■ RECORDS SHOWN:
^^^^^^^^^^^^^^^^

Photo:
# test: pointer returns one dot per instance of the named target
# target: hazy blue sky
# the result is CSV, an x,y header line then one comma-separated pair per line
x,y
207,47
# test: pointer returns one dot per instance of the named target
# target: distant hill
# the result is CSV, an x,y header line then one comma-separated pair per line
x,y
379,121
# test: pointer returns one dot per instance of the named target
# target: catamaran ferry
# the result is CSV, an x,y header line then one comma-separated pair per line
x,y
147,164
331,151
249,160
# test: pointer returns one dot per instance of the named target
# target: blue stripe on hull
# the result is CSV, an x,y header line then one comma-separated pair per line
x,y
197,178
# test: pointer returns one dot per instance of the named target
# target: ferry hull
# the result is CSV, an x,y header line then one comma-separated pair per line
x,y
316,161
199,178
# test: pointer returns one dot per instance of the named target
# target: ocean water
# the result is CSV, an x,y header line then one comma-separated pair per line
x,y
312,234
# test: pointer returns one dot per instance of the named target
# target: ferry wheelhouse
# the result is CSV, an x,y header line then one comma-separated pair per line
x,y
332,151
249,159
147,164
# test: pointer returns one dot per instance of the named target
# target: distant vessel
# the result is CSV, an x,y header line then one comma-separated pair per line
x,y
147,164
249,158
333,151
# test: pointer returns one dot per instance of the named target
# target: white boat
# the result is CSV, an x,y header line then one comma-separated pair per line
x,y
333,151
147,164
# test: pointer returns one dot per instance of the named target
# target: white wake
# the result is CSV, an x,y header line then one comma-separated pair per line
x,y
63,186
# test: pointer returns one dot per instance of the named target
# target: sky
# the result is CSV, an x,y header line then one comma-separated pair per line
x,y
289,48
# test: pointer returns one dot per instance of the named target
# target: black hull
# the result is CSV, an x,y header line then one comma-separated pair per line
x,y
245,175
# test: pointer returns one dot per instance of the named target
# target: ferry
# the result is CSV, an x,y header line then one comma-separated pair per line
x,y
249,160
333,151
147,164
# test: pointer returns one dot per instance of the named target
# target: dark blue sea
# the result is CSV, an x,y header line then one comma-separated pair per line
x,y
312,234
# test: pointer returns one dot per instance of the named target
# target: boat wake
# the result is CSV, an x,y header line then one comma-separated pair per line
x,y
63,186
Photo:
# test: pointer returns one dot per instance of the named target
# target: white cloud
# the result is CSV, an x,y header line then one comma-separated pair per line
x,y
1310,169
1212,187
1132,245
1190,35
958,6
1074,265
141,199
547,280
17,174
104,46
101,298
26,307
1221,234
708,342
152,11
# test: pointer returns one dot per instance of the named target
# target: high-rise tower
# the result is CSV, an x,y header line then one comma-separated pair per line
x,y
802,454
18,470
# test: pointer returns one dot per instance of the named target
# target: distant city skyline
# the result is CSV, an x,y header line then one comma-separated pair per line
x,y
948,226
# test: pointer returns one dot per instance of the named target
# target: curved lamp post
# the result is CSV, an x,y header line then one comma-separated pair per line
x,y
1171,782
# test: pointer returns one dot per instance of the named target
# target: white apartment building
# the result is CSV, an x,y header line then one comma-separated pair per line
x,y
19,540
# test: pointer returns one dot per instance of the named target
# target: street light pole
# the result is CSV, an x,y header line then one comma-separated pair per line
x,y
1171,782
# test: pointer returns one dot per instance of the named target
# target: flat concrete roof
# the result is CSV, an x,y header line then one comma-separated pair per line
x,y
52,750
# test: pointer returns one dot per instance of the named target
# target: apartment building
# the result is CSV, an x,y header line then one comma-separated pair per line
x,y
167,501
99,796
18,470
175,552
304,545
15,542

^^^^^^^^^^^^^^^^

■ DIRECTIVE:
Retype the whole listing above exactly.

■ WRITTEN ANSWER:
Photo:
# test: pointer returns one dot per instance of the named target
# target: hazy blue sky
# the result is CSV, an x,y header line then one comma-separated pair per line
x,y
207,47
# test: pointer returns one dot per instance of the named target
# target: distant hill
# the result is CSV, an x,y header line then one comma-separated pair per line
x,y
379,121
# test: pointer returns one dot per instance of the named target
# target: catamaran ferry
# the result is CSV, an x,y header line then one comma-separated pair per line
x,y
147,164
331,151
249,160
# test: pointer returns one dot per instance of the named target
# target: blue stripe on hull
# the result is CSV, an x,y header line then one comma-separated pair per line
x,y
197,178
# test: pointer returns one dot per instance of the named target
# target: ferry hull
# the result is CSV, an x,y header line then one comma-separated pair per line
x,y
316,161
199,178
# test: pointer returns one dot per instance of the named target
# target: ocean water
# the result is CSV, an x,y header line then one comma-separated pair per line
x,y
312,234
# test: pointer returns one dot per instance of the named target
# target: ferry wheelhouse
# the result is CSV, an x,y header line then one comma-separated pair per line
x,y
332,151
249,159
147,164
# test: pointer returns one dot per instance of the named target
# target: distant vessel
# the result is CSV, an x,y header line then one comma-separated pair per line
x,y
147,164
249,158
333,151
# test: pointer returns one dot per instance of the named target
# target: white boat
# the result is CSV, an x,y header line then one comma-separated pair per line
x,y
333,151
147,164
# test: pointer returns one dot per instance of the named target
# target: white wake
# the result is CSV, an x,y header line then one comma-separated pair per line
x,y
63,186
# test: pointer returns one dot per instance of the named target
# target: sky
# the result is CSV, an x,y header line then one comma-separated pair per line
x,y
289,48
# test: pointer returns one dot per instance of the named target
# target: black hull
# the result is CSV, an x,y header line then one comma-separated pair per line
x,y
245,175
# test: pointer returns one dot per instance of the named target
# target: ferry
# the result is CSV, an x,y header line then one comma-separated pair per line
x,y
249,160
333,151
147,164
# test: pointer returns one dot per instance of the named target
# target: dark blue sea
# the result is CSV, an x,y header line then one comma-separated pair per line
x,y
312,234
# test: pointer returns one dot per instance of the named target
# target: boat wake
# the result is CSV, an x,y header line then one comma-separated pair per line
x,y
63,186
Photo:
# test: pointer returns one dot per instance of the named target
# target: white cloud
# the result is CSV, an x,y header line then one comma-separated pair per line
x,y
1310,169
1212,187
1132,245
1190,35
958,6
1074,265
141,199
547,280
17,174
104,46
101,298
26,307
1221,234
708,342
152,11
# test: pointer returns one dot per instance of the named target
# target: high-rise tower
# the result is CSV, an x,y header line then one comma-separated pair per line
x,y
802,454
18,470
# test: pointer returns one dot per instance of the named target
# target: distant city skyline
# the result is CSV, an x,y header line then one comma-separated pair per line
x,y
948,226
# test: pointer returns one dot per instance of the named target
# target: curved lamp post
# the result is CSV, an x,y header line then one comma-separated pair per line
x,y
1171,782
# test: pointer returns one dot per instance of the named target
# target: white apartment building
# the result is CSV, an x,y header line then one comma-separated pair per line
x,y
19,540
# test: pointer returns one dot per instance of the named target
# target: street light pole
# the result is CSV, an x,y header line then one comma-separated pair per line
x,y
1171,782
# test: pointer returns one dot per instance of the named target
# target: flat concrete roof
# the result is CSV, an x,y header line then one comma-separated pair per line
x,y
52,750
# test: pointer returns one dot per instance of the named target
# target: apartment building
# the result is CSV, an x,y header line then one comma-separated pair per line
x,y
167,501
99,796
18,470
175,552
304,545
15,542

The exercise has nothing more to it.